## Rows
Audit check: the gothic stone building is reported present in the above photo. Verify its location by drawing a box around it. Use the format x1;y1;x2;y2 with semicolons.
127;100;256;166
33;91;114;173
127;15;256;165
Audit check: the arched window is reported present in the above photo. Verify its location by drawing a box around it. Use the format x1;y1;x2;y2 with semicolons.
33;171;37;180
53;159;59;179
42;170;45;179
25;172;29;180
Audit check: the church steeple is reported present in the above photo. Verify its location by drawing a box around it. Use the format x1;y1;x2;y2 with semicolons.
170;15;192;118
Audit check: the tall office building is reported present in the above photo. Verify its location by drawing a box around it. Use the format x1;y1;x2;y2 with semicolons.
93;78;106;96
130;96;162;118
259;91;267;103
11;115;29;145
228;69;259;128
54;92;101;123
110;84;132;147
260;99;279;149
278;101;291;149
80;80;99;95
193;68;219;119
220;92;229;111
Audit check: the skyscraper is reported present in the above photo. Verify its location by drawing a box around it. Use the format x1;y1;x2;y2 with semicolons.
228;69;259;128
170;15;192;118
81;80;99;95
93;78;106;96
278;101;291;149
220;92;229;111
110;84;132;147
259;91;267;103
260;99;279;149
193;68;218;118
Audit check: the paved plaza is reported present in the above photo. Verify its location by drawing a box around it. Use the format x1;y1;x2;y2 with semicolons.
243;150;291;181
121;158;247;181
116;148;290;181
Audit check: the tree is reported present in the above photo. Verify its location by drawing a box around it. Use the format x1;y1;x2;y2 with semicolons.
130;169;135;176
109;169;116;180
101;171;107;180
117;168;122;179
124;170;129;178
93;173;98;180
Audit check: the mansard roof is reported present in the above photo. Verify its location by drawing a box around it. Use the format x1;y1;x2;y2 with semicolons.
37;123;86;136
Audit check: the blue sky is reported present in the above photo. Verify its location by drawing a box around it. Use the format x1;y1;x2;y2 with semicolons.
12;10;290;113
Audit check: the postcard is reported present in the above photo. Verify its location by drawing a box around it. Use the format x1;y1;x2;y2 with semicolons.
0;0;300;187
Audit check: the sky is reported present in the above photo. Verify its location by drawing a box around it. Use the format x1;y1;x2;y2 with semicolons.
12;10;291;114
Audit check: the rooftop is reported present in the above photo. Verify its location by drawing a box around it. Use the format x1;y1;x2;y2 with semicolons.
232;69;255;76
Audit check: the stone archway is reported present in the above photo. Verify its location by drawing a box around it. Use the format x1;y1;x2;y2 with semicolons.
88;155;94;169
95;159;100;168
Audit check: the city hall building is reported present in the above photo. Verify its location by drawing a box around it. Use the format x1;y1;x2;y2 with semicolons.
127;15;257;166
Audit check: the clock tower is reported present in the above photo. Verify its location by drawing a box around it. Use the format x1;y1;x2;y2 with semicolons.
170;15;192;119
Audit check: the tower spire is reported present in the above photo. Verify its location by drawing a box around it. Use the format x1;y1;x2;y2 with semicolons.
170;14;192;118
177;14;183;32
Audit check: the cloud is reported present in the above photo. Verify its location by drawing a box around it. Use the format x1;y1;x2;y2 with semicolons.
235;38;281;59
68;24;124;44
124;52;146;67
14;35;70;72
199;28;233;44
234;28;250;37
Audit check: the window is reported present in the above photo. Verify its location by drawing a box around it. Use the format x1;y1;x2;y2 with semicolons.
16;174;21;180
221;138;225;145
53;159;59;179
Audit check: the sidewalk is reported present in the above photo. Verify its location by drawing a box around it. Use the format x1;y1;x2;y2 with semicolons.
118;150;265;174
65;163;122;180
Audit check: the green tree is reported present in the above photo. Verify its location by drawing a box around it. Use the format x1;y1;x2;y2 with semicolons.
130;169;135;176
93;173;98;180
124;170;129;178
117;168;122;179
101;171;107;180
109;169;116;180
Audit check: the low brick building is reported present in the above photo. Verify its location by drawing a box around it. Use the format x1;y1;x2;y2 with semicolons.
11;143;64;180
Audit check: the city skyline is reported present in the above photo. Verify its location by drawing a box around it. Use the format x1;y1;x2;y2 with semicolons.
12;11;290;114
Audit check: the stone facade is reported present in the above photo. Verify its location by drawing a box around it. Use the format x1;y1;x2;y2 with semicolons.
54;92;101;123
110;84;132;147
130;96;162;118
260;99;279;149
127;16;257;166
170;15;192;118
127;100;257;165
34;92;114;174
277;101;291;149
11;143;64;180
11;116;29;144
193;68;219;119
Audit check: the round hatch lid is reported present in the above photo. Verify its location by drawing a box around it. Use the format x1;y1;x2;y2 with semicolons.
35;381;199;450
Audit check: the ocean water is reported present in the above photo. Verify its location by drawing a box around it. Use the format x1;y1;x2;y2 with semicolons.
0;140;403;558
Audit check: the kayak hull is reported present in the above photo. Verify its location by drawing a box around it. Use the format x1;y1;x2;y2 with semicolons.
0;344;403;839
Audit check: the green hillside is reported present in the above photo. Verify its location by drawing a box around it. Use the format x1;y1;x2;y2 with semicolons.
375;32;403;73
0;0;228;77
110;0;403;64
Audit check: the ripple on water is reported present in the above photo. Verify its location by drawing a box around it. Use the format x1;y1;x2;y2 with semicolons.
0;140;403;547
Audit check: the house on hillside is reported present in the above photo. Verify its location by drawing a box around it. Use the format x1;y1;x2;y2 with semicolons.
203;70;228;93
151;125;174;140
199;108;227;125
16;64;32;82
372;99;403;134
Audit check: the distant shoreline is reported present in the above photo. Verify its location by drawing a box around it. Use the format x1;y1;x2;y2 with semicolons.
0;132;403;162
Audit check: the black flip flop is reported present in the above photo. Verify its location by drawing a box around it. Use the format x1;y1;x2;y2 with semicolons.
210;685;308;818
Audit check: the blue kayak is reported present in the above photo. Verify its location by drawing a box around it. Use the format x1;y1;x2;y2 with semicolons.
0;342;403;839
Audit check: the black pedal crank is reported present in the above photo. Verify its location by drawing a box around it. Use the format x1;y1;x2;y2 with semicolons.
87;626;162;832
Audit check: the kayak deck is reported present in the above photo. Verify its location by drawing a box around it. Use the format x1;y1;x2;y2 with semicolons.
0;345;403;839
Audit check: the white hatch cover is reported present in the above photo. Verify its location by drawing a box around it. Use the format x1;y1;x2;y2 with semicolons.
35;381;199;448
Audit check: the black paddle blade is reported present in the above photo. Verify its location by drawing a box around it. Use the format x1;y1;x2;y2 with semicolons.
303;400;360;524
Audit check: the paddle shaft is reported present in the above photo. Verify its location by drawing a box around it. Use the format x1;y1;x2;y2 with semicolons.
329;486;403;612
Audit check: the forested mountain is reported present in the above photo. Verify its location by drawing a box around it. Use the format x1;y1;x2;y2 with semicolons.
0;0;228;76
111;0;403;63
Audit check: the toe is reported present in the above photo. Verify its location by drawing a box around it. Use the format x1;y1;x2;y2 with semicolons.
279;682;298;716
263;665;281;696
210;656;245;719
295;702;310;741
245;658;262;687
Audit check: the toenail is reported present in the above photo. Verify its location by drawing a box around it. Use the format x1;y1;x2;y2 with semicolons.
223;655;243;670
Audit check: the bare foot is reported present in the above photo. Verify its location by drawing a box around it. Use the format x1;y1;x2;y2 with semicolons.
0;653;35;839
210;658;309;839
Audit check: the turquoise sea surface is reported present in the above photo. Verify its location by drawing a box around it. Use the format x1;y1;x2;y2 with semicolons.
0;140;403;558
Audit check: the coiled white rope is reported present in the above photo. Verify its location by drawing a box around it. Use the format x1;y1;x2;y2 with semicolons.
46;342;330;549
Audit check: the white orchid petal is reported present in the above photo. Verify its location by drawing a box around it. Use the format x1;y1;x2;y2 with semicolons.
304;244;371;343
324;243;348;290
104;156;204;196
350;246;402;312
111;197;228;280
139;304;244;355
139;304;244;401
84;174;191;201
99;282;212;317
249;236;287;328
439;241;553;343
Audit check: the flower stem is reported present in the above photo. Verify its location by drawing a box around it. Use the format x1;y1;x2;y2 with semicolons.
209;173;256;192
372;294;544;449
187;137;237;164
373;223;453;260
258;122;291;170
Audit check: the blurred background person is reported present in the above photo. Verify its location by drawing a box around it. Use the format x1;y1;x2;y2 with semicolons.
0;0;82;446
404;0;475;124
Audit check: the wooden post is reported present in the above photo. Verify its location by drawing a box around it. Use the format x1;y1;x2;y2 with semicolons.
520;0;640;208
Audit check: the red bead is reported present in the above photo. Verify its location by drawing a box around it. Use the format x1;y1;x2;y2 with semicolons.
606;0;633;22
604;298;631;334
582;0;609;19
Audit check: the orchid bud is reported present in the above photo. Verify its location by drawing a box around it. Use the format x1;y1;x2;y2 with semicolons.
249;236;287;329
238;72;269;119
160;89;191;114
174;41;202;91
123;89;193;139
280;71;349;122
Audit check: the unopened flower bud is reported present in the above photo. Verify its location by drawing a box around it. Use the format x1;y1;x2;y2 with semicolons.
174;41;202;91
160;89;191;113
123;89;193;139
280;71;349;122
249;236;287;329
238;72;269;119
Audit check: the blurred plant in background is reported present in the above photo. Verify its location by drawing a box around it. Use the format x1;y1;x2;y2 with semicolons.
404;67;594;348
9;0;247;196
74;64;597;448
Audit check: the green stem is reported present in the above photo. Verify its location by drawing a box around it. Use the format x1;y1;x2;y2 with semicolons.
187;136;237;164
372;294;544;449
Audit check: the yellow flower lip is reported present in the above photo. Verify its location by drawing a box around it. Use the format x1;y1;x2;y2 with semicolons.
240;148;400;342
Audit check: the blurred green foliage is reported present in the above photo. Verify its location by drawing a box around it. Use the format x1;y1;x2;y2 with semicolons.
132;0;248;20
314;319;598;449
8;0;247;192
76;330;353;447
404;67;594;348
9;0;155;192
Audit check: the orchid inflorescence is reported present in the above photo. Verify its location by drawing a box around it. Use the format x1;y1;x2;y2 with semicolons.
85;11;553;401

## Set exercise
Rewrite the lines from the one containing "Audit check: the tree" through the one containing "12;10;290;113", inclusive, with "mansard roof" replaced by "gable roof" and nothing else changed. Give back only those lines.

## Answer to the exercise
Audit check: the tree is reported present in the above photo. Verify its location by drawing a box around it. Use the format x1;y1;x2;y2 with semicolons.
130;169;135;176
109;169;116;180
101;171;107;180
117;168;122;179
124;170;129;178
93;173;98;180
Audit check: the gable roof is reported present in the above photo. Verify its location by drawing a box around it. Use the format x1;y1;x2;y2 with semicolons.
37;123;86;136
Audit check: the blue sky is reported present in the above photo. Verify its location by drawing a box around it. Use the format x1;y1;x2;y2 with semicolons.
12;10;290;113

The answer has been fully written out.